*WRITTEN TASK*.
Collect every line in the records below that contains the string "platform", copying each one in full.

Dataset rows showing where objects appear

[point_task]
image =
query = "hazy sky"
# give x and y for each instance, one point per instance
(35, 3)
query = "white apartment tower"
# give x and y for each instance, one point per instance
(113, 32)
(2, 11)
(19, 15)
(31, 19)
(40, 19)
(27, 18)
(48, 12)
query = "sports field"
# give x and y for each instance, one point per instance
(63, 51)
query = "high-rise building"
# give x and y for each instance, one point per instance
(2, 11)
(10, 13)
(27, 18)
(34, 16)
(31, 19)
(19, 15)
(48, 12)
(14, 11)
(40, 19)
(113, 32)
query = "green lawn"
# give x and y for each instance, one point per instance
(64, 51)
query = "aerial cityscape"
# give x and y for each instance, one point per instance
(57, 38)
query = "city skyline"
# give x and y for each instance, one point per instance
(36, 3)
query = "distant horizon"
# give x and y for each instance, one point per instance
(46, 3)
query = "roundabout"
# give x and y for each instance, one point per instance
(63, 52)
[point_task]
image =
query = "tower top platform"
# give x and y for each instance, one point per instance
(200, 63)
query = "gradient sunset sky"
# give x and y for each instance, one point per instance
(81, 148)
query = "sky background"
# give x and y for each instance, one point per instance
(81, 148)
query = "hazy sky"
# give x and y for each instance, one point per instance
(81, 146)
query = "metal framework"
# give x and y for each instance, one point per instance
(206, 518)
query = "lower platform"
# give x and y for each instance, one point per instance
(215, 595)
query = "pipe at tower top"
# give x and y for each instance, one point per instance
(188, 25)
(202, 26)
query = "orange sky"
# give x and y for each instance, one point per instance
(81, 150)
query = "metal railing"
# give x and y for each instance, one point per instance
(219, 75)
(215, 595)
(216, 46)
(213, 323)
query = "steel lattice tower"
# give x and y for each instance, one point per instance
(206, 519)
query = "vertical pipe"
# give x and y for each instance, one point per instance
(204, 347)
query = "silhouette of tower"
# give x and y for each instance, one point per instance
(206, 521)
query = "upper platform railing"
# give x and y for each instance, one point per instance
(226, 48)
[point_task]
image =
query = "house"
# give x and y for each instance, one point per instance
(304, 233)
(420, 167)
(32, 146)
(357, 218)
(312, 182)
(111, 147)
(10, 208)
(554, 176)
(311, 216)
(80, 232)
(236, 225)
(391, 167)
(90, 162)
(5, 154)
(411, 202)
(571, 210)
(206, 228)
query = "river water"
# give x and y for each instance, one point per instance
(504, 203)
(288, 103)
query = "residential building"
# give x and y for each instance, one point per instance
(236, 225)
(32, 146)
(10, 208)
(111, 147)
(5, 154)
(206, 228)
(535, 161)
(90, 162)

*FULL RESPONSE*.
query = "tower top platform"
query = "lower platform"
query = "upper platform railing"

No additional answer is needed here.